Millennium Services Group Ltd (ASX:MIL) has announced the loss of the QIC cleaning and security contract worth $28m or 10% of FY21 underlying revenue. Management has estimated an annualised $0.5m NPAT impact from the contract loss, which implies a relatively low gross margin contract and the ability to reduce operating costs associated with the contract. We have adjusted our numbers accordingly, resulting in ~10% revenue and NPAT/EPS downgrades over the forecast period. We just recently upgraded sales and earnings by a similar magnitude on a stronger Q4FY21 underlying sales base flowing through the forecast period. Not renewing a low margin 24-year contract/relationship may imply some tightening in competitive pressures in the sector, but we are confident our gross margin assumptions (~14.5%) imply a competitive industry structure. Converting some of the $532m qualified pipeline at group margins now increases in importance but has been impacted by COVID induced decision delays. Valuation remains compelling despite the contract loss, with a forecast FY22 PE of 5.4x, EV/EBITDA 1.5x and free cash flow yield of 35%. The group was effectively debt free at June 30 and is well placed to pursue growth.
Business model
MIL is essentially a human services business, bidding for predominantly fixed rate contracts with opportunities for volume gains and ad hoc services, across the essential services of cleaning & security for durations of 3-5 years with large corporates. Satisfying contractual obligations utilising a vast workforce and procuring consumables for the jobs within the contacted price is the key to profitability. Historically focusing on cleaning and security services within major shopping centres, MIL is looking to de-risk the retail exposure by moving into new sectors including Aviation, Aged care, Education and Government. An increased focus on compliance (Fair Work, Modern Slavery Act and Labour Hire regulations) and utilising the ASX listed nature of the business will be key prongs.
_ _ _ _
→ **Assigned task**: Set down word for word the part of the Millennium Services report running from "Business model" down to "be key prongs.".

(Extracted data entries)
_ _ _ _
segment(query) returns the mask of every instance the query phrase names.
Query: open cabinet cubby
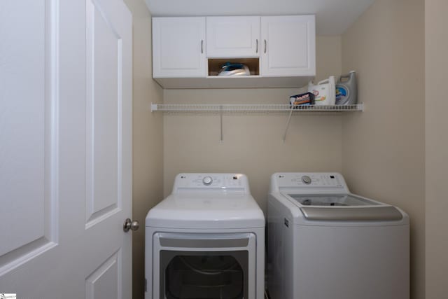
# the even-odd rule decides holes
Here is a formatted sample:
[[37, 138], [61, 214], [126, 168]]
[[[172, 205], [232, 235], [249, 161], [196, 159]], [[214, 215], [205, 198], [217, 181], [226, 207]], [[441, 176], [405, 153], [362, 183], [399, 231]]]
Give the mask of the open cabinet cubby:
[[246, 64], [251, 71], [251, 76], [260, 76], [259, 58], [209, 58], [207, 60], [208, 76], [218, 76], [223, 65], [226, 62]]

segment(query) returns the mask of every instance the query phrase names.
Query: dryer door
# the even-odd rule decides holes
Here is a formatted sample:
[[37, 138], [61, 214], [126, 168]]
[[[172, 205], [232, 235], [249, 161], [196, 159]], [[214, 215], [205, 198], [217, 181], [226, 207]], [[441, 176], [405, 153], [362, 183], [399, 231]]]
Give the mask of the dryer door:
[[153, 241], [155, 299], [255, 299], [254, 234], [158, 232]]

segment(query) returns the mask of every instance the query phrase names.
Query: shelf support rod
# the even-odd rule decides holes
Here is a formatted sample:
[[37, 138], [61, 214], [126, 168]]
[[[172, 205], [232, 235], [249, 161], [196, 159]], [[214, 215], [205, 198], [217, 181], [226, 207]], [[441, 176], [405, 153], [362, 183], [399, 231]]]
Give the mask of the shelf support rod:
[[219, 141], [223, 142], [223, 105], [219, 106], [219, 109], [220, 110], [220, 113], [219, 113], [219, 118], [220, 118], [220, 139]]
[[288, 116], [288, 121], [286, 122], [286, 127], [285, 128], [285, 134], [283, 134], [283, 142], [286, 141], [286, 133], [288, 132], [288, 128], [289, 127], [289, 123], [291, 120], [291, 116], [293, 115], [293, 109], [291, 108], [289, 112], [289, 116]]

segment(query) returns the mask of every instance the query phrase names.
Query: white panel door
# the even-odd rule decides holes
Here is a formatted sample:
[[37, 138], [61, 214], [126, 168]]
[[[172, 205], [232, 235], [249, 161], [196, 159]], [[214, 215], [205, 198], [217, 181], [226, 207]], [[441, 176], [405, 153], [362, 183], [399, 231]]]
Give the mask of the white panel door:
[[153, 18], [153, 76], [205, 77], [205, 17]]
[[314, 15], [261, 17], [260, 75], [314, 76]]
[[207, 57], [260, 56], [260, 17], [207, 17]]
[[130, 298], [130, 13], [4, 1], [0, 36], [0, 293]]

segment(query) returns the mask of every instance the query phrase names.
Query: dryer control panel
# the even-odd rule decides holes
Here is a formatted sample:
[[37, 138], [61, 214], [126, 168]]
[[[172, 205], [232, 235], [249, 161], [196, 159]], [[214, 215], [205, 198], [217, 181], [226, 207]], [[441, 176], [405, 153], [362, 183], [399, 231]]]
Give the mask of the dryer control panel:
[[241, 174], [179, 174], [176, 176], [173, 193], [185, 190], [227, 190], [249, 193], [247, 177]]
[[336, 172], [279, 172], [271, 177], [272, 192], [293, 189], [300, 193], [349, 193], [342, 176]]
_ _ _ _
→ **Solved problem**:
Business model
MIL is essentially a human services business, bidding for predominantly fixed rate contracts with opportunities for volume gains and ad hoc services, across the essential services of cleaning & security for durations of 3-5 years with large corporates. Satisfying contractual obligations utilising a vast workforce and procuring consumables for the jobs within the contacted price is the key to profitability. Historically focusing on cleaning and security services within major shopping centres, MIL is looking to de-risk the retail exposure by moving into new sectors including Aviation, Aged care, Education and Government. An increased focus on compliance (Fair Work, Modern Slavery Act and Labour Hire regulations) and utilising the ASX listed nature of the business will be key prongs.